→ **PROMPT**
Output every one of the items below verbatim, reproducing each line character for character with no changes.

□ □ □

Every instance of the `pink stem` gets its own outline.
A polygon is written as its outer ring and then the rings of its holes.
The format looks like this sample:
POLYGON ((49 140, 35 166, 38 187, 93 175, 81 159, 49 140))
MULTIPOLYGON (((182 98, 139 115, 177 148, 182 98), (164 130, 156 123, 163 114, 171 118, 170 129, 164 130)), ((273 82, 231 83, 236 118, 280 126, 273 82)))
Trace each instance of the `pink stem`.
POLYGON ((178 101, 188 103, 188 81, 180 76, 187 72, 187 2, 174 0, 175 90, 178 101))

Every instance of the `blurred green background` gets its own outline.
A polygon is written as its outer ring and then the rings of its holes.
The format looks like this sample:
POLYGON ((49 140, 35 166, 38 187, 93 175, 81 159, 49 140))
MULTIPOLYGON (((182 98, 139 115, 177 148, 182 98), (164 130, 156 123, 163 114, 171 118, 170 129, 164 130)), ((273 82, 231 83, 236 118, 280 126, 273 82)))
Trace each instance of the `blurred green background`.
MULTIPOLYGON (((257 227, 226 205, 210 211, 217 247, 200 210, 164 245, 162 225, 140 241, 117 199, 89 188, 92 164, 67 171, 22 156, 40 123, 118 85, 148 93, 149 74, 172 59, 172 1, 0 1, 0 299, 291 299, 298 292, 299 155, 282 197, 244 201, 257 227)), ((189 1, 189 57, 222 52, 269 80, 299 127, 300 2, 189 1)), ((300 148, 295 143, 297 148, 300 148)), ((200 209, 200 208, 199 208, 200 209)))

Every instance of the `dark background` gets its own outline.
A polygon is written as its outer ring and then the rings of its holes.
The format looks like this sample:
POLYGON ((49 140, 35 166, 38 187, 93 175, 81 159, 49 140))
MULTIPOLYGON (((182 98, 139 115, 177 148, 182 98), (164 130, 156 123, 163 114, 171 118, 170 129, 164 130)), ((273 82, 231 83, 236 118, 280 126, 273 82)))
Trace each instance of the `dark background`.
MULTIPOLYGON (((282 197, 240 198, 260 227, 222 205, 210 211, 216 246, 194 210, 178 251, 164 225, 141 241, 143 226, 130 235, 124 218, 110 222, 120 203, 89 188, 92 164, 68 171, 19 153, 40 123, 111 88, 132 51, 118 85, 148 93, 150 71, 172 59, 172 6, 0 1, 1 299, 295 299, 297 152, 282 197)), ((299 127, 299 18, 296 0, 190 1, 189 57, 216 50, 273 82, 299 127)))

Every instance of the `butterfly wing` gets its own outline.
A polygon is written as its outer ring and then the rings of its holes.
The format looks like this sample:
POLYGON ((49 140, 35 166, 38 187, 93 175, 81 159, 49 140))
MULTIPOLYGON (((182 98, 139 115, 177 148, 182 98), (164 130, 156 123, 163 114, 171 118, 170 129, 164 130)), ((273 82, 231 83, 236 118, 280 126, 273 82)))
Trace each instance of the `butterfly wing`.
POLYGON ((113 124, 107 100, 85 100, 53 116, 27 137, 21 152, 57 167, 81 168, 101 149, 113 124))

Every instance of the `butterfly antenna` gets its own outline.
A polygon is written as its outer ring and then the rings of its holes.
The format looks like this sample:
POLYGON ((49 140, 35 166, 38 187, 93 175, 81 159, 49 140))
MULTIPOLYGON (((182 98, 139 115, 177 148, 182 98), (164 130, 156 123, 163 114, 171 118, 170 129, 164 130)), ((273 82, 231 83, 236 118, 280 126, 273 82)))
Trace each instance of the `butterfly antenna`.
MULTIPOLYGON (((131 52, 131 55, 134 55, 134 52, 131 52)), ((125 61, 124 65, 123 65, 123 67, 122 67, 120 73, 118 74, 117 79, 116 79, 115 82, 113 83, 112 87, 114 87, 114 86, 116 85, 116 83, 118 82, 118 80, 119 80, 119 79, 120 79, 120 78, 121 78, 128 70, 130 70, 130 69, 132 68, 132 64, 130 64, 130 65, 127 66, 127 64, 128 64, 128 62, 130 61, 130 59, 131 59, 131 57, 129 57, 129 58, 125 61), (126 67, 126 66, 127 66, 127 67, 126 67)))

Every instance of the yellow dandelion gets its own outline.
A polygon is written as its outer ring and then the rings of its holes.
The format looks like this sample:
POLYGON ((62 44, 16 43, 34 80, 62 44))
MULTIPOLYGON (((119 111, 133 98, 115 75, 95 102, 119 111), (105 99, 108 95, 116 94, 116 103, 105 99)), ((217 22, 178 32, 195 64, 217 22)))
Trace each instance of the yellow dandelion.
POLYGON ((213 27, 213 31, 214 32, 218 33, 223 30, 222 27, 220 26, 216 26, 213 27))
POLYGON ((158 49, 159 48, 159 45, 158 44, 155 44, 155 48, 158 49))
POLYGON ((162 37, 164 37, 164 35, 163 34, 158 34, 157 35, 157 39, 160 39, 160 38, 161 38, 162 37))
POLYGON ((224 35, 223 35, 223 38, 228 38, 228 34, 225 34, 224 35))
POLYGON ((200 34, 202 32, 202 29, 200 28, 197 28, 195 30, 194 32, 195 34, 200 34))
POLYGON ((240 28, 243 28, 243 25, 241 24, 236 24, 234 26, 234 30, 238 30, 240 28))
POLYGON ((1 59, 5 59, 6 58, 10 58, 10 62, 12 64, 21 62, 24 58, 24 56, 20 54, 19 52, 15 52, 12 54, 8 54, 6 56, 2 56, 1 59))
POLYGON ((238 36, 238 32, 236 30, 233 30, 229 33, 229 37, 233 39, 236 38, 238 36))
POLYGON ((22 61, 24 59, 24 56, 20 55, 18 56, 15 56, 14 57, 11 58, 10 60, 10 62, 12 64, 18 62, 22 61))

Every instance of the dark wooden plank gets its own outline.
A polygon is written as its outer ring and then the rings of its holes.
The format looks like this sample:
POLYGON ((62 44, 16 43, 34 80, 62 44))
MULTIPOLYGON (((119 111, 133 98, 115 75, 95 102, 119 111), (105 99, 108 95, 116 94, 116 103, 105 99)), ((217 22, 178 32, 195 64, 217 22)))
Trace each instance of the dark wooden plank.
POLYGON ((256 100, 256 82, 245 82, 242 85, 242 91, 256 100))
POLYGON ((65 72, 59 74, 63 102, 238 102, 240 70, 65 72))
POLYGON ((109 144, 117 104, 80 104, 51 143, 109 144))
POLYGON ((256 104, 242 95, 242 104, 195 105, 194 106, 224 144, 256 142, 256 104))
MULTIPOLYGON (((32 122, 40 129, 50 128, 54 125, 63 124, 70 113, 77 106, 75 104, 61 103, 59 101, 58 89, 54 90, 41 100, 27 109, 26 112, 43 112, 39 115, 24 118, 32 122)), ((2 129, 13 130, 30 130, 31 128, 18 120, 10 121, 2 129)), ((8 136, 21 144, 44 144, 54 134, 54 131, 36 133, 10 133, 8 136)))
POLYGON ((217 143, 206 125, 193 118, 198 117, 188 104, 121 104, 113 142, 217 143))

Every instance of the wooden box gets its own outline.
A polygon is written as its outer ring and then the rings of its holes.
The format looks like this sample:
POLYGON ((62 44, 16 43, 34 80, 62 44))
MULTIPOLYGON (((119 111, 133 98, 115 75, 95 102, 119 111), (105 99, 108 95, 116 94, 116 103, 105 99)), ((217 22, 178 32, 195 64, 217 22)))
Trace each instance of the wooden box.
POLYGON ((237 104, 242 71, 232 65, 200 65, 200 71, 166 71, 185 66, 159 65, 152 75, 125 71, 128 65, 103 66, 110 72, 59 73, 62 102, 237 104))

□ □ □

→ **TASK RESULT**
Every instance of the `pink stem` gets its own outline.
A polygon is written as its outer ring and then the rings of its holes.
The format looks like this sample:
POLYGON ((49 140, 35 166, 38 187, 93 175, 81 159, 49 140))
MULTIPOLYGON (((182 98, 139 115, 177 148, 182 98), (164 130, 156 123, 163 114, 171 118, 170 129, 164 130)), ((273 82, 231 83, 236 118, 280 126, 273 82)))
Trace each instance of the `pink stem`.
POLYGON ((178 101, 188 103, 188 81, 180 76, 187 72, 187 2, 174 0, 175 90, 178 101))

Every instance of the `blurred green background` gets its own outline.
A polygon is written as its outer ring and then the rings of its holes.
The format looks like this sample:
POLYGON ((49 140, 35 166, 38 187, 93 175, 81 159, 49 140))
MULTIPOLYGON (((182 98, 139 115, 177 148, 182 98), (164 130, 156 123, 163 114, 171 118, 170 129, 164 130)), ((273 82, 231 83, 236 118, 280 126, 273 82)))
Trace each instance of the `blurred green background`.
MULTIPOLYGON (((257 227, 226 205, 210 211, 217 247, 200 210, 164 245, 162 225, 140 241, 117 199, 89 188, 92 164, 67 171, 22 156, 40 123, 118 85, 148 93, 149 74, 172 59, 172 1, 0 1, 0 299, 291 299, 298 292, 299 155, 282 197, 244 201, 257 227)), ((189 1, 189 57, 222 52, 269 80, 299 127, 300 2, 189 1)), ((300 148, 295 143, 297 148, 300 148)), ((200 209, 200 208, 199 208, 200 209)))

Every instance of the `dark background` gets its own outline.
A polygon is written as its outer ring and then the rings of its holes.
The format looks like this sample:
POLYGON ((49 140, 35 166, 38 187, 93 175, 81 159, 49 140))
MULTIPOLYGON (((182 98, 139 115, 177 148, 182 98), (164 130, 156 123, 163 114, 171 118, 170 129, 164 130)), ((273 82, 231 83, 236 118, 280 126, 273 82)))
Trace each instance of the `dark background`.
MULTIPOLYGON (((282 197, 240 198, 260 227, 222 205, 210 211, 216 246, 194 210, 178 251, 164 225, 141 241, 143 226, 130 235, 124 218, 110 222, 120 203, 89 188, 92 164, 68 171, 19 153, 40 123, 111 88, 132 51, 118 85, 148 93, 150 71, 172 59, 172 6, 0 1, 1 299, 295 299, 297 152, 282 197)), ((299 127, 299 18, 296 0, 190 1, 189 57, 216 50, 273 82, 299 127)))

Every instance of the `butterfly wing` gets its own outline.
A polygon is written as its outer ring and then the rings of its holes.
The format looks like this sample:
POLYGON ((49 140, 35 166, 38 187, 93 175, 81 159, 49 140))
MULTIPOLYGON (((182 98, 139 115, 177 148, 182 98), (164 130, 156 123, 163 114, 171 118, 170 129, 164 130)), ((273 82, 231 83, 236 118, 280 126, 273 82)))
Trace each instance of the `butterfly wing`.
POLYGON ((113 124, 107 100, 85 100, 53 116, 27 137, 21 152, 57 167, 81 168, 101 149, 113 124))

Every instance of the `butterfly antenna` gets its own outline.
A polygon is written as its outer ring and then the rings of its holes.
The format looks like this sample:
POLYGON ((49 140, 35 166, 38 187, 93 175, 81 159, 49 140))
MULTIPOLYGON (((182 98, 139 115, 177 148, 182 98), (164 130, 156 123, 163 114, 171 118, 170 129, 164 130)), ((273 82, 231 83, 236 118, 280 126, 273 82)))
Trace each instance of the `butterfly antenna`.
MULTIPOLYGON (((131 52, 131 55, 134 55, 134 52, 131 52)), ((125 61, 124 65, 123 65, 123 67, 122 67, 120 73, 118 74, 117 79, 116 79, 115 82, 113 83, 112 87, 114 87, 114 86, 116 85, 116 83, 118 82, 118 80, 119 80, 119 79, 120 79, 120 78, 121 78, 128 70, 130 70, 130 69, 132 68, 132 64, 130 64, 130 65, 127 66, 127 64, 128 64, 128 62, 130 61, 130 59, 131 59, 131 57, 129 57, 129 58, 125 61), (126 67, 126 66, 127 66, 127 67, 126 67)))

Every instance of the yellow dandelion gets its own outline.
A polygon is written as its outer ring and then the rings of its holes.
The format looks like this sample:
POLYGON ((62 44, 16 43, 34 80, 62 44))
MULTIPOLYGON (((119 111, 133 98, 115 75, 95 102, 119 111), (105 99, 108 95, 116 94, 116 103, 105 99)), ((217 22, 178 32, 195 64, 217 22)))
Trace each instance of the yellow dandelion.
POLYGON ((213 27, 213 31, 214 32, 218 33, 223 30, 222 27, 220 26, 216 26, 213 27))
POLYGON ((158 49, 159 48, 159 45, 158 44, 155 44, 155 48, 158 49))
POLYGON ((162 37, 164 37, 164 35, 163 34, 158 34, 157 35, 157 39, 160 39, 160 38, 161 38, 162 37))
POLYGON ((224 35, 223 35, 223 38, 228 38, 228 34, 225 34, 224 35))
POLYGON ((200 34, 202 32, 202 29, 200 28, 197 28, 195 30, 194 32, 195 34, 200 34))
POLYGON ((240 28, 243 28, 243 25, 241 24, 236 24, 234 26, 234 30, 238 30, 240 28))
POLYGON ((1 59, 5 59, 6 58, 10 58, 10 62, 12 64, 21 62, 24 58, 24 56, 20 54, 19 52, 15 52, 12 54, 8 54, 6 56, 2 56, 1 59))
POLYGON ((238 36, 238 32, 236 30, 233 30, 229 33, 229 37, 233 39, 236 38, 238 36))
POLYGON ((22 61, 24 59, 24 56, 20 55, 18 56, 15 56, 14 57, 11 58, 10 60, 10 62, 12 64, 18 62, 22 61))

Every instance of the dark wooden plank gets its own outline.
A polygon is written as its outer ring and then the rings of its holes.
The format looks like this sample:
POLYGON ((62 44, 16 43, 34 80, 62 44))
MULTIPOLYGON (((119 111, 133 98, 115 75, 95 102, 119 111), (105 99, 108 95, 116 94, 116 103, 105 99)), ((217 22, 178 32, 195 64, 217 22)))
Trace each instance of the dark wooden plank.
POLYGON ((256 100, 256 82, 245 82, 242 85, 242 91, 256 100))
POLYGON ((65 72, 59 74, 63 102, 238 102, 240 70, 65 72))
POLYGON ((109 144, 117 104, 80 104, 51 143, 109 144))
POLYGON ((256 104, 242 95, 242 104, 195 105, 194 106, 224 144, 256 142, 256 104))
MULTIPOLYGON (((32 122, 40 129, 50 128, 54 125, 63 124, 70 113, 77 106, 75 104, 61 103, 59 101, 58 89, 54 90, 41 100, 27 109, 26 112, 43 112, 39 115, 24 118, 32 122)), ((2 129, 13 130, 30 130, 31 128, 18 120, 10 121, 2 129)), ((8 136, 21 144, 44 144, 54 134, 54 131, 36 133, 10 133, 8 136)))
POLYGON ((217 143, 206 125, 193 118, 198 117, 188 104, 121 104, 113 142, 217 143))

Every instance of the wooden box gets its own outline.
A polygon is written as its outer ring and then the rings of its holes.
The format looks like this sample:
POLYGON ((62 44, 16 43, 34 80, 62 44))
MULTIPOLYGON (((119 111, 133 98, 115 75, 95 102, 119 111), (105 99, 108 95, 116 94, 116 103, 105 99)), ((217 22, 178 32, 195 64, 217 22)))
Trace each instance of the wooden box.
POLYGON ((237 104, 242 71, 232 65, 200 65, 200 71, 166 71, 185 66, 159 65, 152 75, 125 71, 128 65, 103 66, 110 72, 59 73, 62 102, 237 104))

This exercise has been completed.